> _Exercise requirements_: Write out the line that contains "Task: place one keypoint per instance of the calm", then every following line to the end of the records below, with no other lines and no changes.

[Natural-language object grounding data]
------------------------------------------------------------------------

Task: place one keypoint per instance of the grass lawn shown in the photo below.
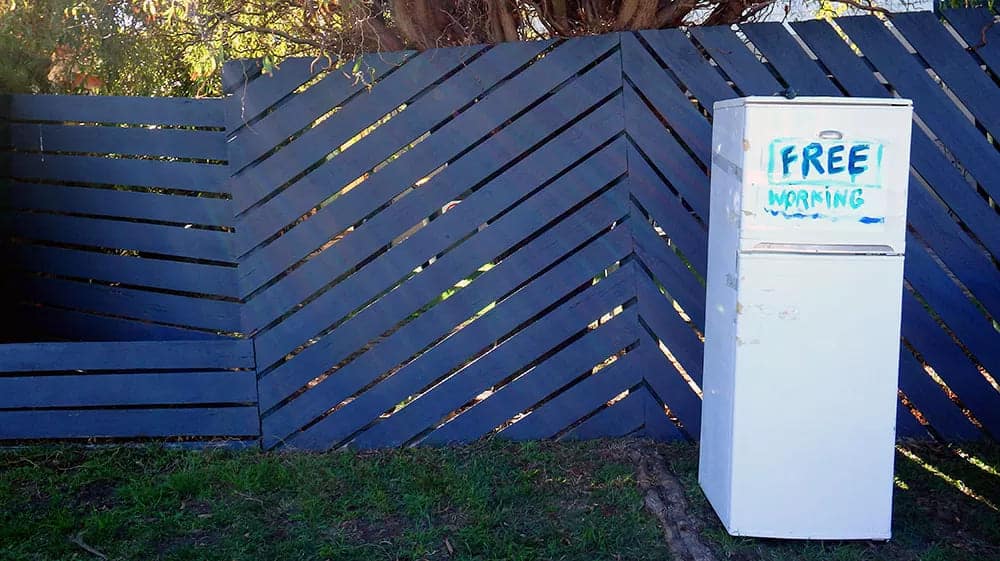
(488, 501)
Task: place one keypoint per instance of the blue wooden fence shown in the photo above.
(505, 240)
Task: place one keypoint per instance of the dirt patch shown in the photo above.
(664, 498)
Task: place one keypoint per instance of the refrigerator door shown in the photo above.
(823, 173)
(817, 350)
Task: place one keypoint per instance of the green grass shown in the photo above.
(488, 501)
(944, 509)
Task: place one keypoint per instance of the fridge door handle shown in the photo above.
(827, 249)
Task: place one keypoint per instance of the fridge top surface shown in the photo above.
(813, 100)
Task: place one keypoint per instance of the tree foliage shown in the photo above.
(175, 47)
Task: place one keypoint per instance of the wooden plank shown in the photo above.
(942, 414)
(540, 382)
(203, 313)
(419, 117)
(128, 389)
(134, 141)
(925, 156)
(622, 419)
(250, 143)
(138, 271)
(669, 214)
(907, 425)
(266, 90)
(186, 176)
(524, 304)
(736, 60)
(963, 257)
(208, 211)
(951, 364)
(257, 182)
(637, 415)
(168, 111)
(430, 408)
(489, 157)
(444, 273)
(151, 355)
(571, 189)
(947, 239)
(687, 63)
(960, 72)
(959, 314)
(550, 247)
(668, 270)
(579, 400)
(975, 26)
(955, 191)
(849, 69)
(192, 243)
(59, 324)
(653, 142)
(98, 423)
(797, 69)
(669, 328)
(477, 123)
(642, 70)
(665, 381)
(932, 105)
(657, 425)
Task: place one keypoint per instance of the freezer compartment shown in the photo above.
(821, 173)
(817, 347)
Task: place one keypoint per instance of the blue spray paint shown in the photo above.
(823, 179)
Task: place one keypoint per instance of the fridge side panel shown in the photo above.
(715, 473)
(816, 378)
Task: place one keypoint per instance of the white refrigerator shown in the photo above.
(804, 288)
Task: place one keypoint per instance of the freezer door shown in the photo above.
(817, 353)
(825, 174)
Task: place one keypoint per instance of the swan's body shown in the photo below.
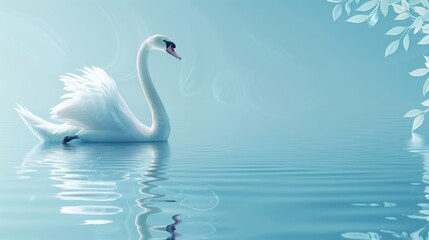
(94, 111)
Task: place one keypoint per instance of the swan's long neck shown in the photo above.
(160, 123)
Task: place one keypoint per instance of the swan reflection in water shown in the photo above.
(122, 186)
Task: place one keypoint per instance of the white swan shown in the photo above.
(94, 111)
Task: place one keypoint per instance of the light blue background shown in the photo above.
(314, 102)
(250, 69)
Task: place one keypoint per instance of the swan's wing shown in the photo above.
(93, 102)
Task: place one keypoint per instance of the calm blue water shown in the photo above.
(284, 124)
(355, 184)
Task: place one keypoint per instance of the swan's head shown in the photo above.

------------------------------------------------------------------------

> _Exercise answer_:
Task: place one keypoint per instance of the calm blue water shown in the photo above.
(284, 124)
(355, 184)
Task: place one keypoint per instance of the swan's head shown in the photo above.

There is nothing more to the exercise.